### The task:
Only the number is needed: how many lines of the records include "pixel"?

### Material provided:
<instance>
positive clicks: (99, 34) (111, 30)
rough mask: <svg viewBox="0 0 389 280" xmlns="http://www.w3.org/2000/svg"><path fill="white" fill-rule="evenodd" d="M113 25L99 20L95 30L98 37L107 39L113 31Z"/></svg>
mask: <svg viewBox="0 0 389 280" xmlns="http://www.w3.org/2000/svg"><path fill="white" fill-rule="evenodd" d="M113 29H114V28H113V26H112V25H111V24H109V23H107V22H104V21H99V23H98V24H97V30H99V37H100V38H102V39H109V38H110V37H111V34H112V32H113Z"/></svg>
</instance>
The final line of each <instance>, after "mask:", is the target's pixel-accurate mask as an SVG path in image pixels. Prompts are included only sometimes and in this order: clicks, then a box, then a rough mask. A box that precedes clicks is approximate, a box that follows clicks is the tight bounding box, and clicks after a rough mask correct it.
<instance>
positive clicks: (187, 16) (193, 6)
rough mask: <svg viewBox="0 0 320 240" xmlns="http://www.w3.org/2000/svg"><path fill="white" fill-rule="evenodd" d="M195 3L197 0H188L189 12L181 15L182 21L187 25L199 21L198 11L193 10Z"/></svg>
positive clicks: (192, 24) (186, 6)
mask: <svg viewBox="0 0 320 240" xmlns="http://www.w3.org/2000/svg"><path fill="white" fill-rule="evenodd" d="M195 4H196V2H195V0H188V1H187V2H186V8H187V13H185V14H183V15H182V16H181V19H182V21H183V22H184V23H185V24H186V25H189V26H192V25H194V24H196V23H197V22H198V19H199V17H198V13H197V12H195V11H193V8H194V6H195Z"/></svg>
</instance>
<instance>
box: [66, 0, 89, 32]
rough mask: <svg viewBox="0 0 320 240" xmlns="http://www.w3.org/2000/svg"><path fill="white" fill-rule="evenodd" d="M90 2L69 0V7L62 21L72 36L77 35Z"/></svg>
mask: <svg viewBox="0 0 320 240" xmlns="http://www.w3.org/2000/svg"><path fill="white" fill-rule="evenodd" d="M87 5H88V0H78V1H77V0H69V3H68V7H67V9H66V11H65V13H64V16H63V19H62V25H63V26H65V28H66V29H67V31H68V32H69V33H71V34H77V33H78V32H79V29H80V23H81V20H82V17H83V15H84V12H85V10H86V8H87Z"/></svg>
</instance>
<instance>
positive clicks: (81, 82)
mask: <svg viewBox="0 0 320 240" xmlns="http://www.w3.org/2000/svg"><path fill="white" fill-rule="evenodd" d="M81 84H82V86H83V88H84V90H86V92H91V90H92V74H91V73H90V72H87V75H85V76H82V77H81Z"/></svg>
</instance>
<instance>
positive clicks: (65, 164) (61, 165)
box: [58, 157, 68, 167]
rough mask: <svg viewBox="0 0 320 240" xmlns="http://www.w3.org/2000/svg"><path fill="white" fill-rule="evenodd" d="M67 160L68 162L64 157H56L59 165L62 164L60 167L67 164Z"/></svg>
--
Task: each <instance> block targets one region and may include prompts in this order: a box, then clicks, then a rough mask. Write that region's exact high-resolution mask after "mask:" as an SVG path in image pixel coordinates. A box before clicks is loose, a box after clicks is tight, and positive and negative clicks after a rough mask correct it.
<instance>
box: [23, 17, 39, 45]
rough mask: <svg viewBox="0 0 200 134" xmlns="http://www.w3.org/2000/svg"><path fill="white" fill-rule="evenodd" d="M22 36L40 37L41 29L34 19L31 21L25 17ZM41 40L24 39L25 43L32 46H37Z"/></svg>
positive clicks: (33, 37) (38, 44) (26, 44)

### Solution to this problem:
2